Piawai dalam merekrut pemain antah berantah dengan harga murah, kemudian memolesnya sampai bagus hingga dilego dengan nominal fantastis merupakan metode bisnis yang selama ini lekat dengan salah satu kesebelasan Serie A, Udinese Calcio.
Alexis Sanchez, Oliver Bierhoff, Samir Handanovic, Vincenzo Iaquinta, sampai David Pizarro merupakan contoh nyata dari bisnis hebat yang dijalankan oleh kesebelasan milik Giampaolo Pozzo tersebut.
Tapi membangun sebuah tim yang mampu melakukan itu juga bukan perkara enteng. Pozzo sendiri butuh waktu cukup panjang untuk dapat menjalankan proyeknya itu. Apalagi pada era awal 1990-an, Udinese masih bolak-balik Serie A dan Serie B.
Nasib mereka sedikit berubah sejak naik kasta lagi ke Serie A per musim 1995/1996. Di bawah asuhan Alberto Zaccheroni, I Friuliani tampil cukup apik sehingga finis di papan tengah klasemen. Padahal, skuat yang mereka miliki saat itu ‘cuma’ diisi nama-nama seperti Bierhoff, Alessandro Calori, Giuliano Giannichedda, Thomas Helveg, dan Paolo Poggi.
Namun bersama mereka pula, Udinese berhasil melanjutkan konsistensinya pada musim-musim selanjutnya, termasuk finis di peringkat tiga classifica musim 1997/1998. Sungguh, tak ada satu pun pengamat yang menduga bahwa Zaccheroni mampu membawa tim asuhannya bertengger di atas klub-klub yang lebih mapan seperti AC Milan, AS Roma, dan Fiorentina.

**Permintaan a:** Menurut kutipan tentang Udinese, siapa pelatih yang menangani tim itu setelah kembali ke Serie A pada musim 1995/1996?

**Cuplikan Catatan:**

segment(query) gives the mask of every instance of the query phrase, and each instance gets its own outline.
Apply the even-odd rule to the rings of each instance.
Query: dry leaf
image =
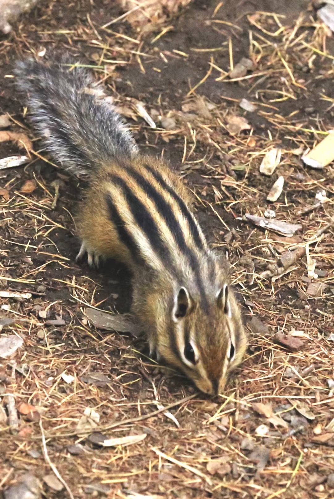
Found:
[[[26,402],[22,402],[18,408],[18,412],[20,414],[26,416],[30,413],[36,412],[36,408],[32,406],[31,404]]]
[[[141,34],[158,30],[159,25],[168,18],[177,14],[180,7],[185,7],[191,0],[117,0],[124,12],[132,10],[126,16],[126,20],[135,29],[141,29]],[[138,8],[138,5],[140,8]]]
[[[184,104],[181,109],[184,113],[189,113],[192,111],[203,118],[210,119],[212,117],[210,111],[216,107],[216,104],[207,102],[201,95],[193,100]]]
[[[0,187],[0,196],[2,196],[4,199],[6,201],[9,201],[10,199],[10,195],[9,194],[9,191],[8,189],[3,189],[2,187]]]
[[[72,376],[72,374],[66,374],[66,373],[63,373],[61,377],[62,379],[64,380],[65,382],[67,383],[68,384],[70,384],[71,383],[73,383],[75,379],[74,376]]]
[[[281,149],[274,147],[268,151],[260,165],[260,172],[265,175],[272,175],[281,161]]]
[[[262,336],[269,334],[269,329],[257,315],[253,315],[247,325],[254,334],[261,334]]]
[[[310,296],[322,296],[328,287],[328,284],[326,282],[310,282],[306,292]]]
[[[7,359],[23,344],[23,340],[15,334],[0,338],[0,357]]]
[[[334,133],[329,133],[302,159],[308,166],[322,169],[334,160]]]
[[[220,470],[223,467],[223,471],[224,471],[225,468],[223,467],[229,461],[230,461],[230,457],[229,456],[223,456],[219,458],[218,459],[213,459],[212,461],[209,461],[207,465],[207,471],[210,475],[215,475],[216,473],[221,474]],[[226,475],[226,474],[224,473],[223,474]]]
[[[305,402],[301,402],[300,400],[298,401],[297,402],[293,400],[289,400],[289,401],[291,404],[293,404],[295,402],[295,409],[301,416],[303,416],[304,418],[306,418],[307,419],[309,419],[311,421],[315,419],[316,416]]]
[[[254,69],[253,61],[246,57],[242,57],[241,60],[237,62],[233,69],[230,71],[229,76],[230,78],[242,78],[245,76],[247,71]]]
[[[0,170],[5,168],[13,168],[15,166],[20,166],[30,161],[30,159],[26,156],[8,156],[0,159]]]
[[[136,337],[142,331],[142,328],[128,314],[111,314],[94,308],[86,308],[85,313],[94,325],[99,329],[131,333]]]
[[[128,435],[127,437],[120,437],[119,438],[111,438],[100,442],[100,445],[104,447],[116,447],[120,445],[123,447],[133,444],[138,444],[147,436],[146,433],[141,433],[139,435]]]
[[[268,433],[269,431],[269,429],[266,425],[260,425],[255,429],[255,435],[258,435],[259,437],[263,437]]]
[[[312,442],[316,444],[326,444],[327,445],[334,446],[334,433],[323,433],[317,435],[312,439]]]
[[[247,141],[247,145],[248,147],[255,147],[256,145],[256,141],[253,137],[250,137]]]
[[[242,109],[248,111],[249,113],[252,113],[256,110],[256,108],[254,104],[250,102],[247,99],[241,99],[239,103],[239,105]]]
[[[245,118],[243,116],[227,116],[227,129],[231,135],[235,135],[243,130],[250,130],[251,127]]]
[[[19,147],[25,149],[26,151],[32,151],[32,142],[25,133],[16,133],[4,130],[0,131],[0,142],[6,142],[8,141],[15,142]]]
[[[111,383],[110,378],[103,373],[89,373],[80,377],[80,380],[84,383],[96,385],[97,386],[106,386],[109,383]]]
[[[0,426],[6,426],[7,424],[7,415],[1,405],[0,405]]]
[[[97,427],[99,422],[100,414],[90,407],[87,407],[84,415],[81,416],[77,425],[76,431],[78,434],[89,433]]]
[[[5,499],[40,499],[41,487],[36,477],[26,474],[20,477],[19,482],[6,490]]]
[[[43,480],[48,487],[53,489],[54,491],[62,491],[64,486],[61,482],[58,479],[55,475],[46,475],[43,477]]]
[[[271,203],[275,203],[275,201],[277,201],[282,194],[284,185],[284,177],[281,175],[278,177],[270,189],[269,193],[267,196],[267,201],[270,201]]]
[[[265,416],[266,418],[270,418],[273,415],[273,409],[270,404],[262,404],[262,402],[254,402],[252,404],[253,410],[258,412],[259,414]]]
[[[315,435],[321,435],[323,432],[323,427],[320,423],[319,423],[317,426],[313,429],[313,433]]]
[[[258,447],[255,447],[251,454],[249,455],[248,456],[249,461],[255,463],[256,465],[257,475],[260,472],[263,471],[270,457],[270,449],[267,449],[263,445],[259,445]]]
[[[6,114],[1,114],[0,116],[0,128],[6,128],[10,126],[11,122]]]
[[[20,189],[20,192],[30,194],[36,189],[36,183],[33,180],[26,180]]]
[[[276,333],[274,338],[277,343],[283,345],[291,352],[297,352],[304,346],[304,342],[295,336],[291,336],[289,334],[283,334],[283,333]]]
[[[281,426],[282,428],[285,428],[286,430],[289,429],[289,425],[286,421],[285,421],[280,416],[277,416],[276,414],[273,414],[273,416],[271,416],[268,421],[275,427],[277,426]]]
[[[0,298],[14,298],[17,300],[29,300],[31,293],[13,293],[10,291],[0,291]]]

**Permintaan b:** Ada berapa baris catatan yang memuat kata "instance"? Sebutkan angkanya saja.

**Jawaban Tugas a:** Alberto Zaccheroni.

**Jawaban Tugas b:** 2